• _The task_
Please render the material from the line with "Mark the patch" to the line with "(1217, 632)", both included, as a numbered list, leaving out any blank lines.

• _Given information_
┌────────

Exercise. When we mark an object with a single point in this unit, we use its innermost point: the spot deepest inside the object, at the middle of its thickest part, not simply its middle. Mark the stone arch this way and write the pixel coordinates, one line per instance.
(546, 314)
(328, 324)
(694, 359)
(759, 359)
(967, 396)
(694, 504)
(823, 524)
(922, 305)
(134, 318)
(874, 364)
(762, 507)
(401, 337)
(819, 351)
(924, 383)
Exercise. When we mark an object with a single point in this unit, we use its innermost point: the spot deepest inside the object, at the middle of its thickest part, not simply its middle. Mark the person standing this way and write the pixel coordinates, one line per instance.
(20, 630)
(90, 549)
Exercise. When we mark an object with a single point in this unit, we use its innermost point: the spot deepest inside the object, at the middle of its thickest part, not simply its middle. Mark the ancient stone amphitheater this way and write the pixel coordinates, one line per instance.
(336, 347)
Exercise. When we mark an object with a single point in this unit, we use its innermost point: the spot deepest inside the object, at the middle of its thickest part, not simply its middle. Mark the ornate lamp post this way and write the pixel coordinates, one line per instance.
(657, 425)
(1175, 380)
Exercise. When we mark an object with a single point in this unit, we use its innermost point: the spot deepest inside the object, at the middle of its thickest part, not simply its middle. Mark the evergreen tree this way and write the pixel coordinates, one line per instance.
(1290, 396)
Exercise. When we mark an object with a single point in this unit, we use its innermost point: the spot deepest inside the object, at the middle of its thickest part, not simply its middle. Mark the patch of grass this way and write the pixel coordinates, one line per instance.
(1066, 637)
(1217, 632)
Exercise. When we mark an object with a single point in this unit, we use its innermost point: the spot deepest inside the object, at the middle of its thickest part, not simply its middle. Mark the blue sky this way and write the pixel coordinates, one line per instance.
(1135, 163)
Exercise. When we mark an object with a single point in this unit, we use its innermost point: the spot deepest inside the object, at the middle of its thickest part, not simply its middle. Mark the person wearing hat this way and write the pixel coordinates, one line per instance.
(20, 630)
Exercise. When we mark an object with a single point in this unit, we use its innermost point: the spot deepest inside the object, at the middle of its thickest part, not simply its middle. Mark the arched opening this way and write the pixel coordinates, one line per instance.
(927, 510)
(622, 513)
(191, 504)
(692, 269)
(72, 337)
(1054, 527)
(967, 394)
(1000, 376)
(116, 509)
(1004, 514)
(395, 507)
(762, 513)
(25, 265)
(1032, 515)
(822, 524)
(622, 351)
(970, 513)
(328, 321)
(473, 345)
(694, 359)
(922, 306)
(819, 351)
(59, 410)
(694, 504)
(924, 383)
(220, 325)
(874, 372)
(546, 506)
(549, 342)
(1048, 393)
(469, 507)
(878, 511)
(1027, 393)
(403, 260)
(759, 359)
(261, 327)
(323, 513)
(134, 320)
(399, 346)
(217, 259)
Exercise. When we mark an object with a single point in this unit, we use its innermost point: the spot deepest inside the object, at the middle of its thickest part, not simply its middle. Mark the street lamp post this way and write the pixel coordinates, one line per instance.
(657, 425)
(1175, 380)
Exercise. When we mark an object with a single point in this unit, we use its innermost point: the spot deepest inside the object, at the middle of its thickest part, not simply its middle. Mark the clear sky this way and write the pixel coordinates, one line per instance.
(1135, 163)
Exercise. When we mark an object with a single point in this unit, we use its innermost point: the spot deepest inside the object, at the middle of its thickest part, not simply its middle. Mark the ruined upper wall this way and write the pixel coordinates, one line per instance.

└────────

• _Problem solution_
1. Exercise. When we mark an object with a single point in this unit, we use its innermost point: the spot deepest inside the object, at the middle of its thickest part, not simply its middle. Mark the patch of grass this way and write the pixel coordinates, one line per instance.
2. (1066, 637)
3. (1217, 632)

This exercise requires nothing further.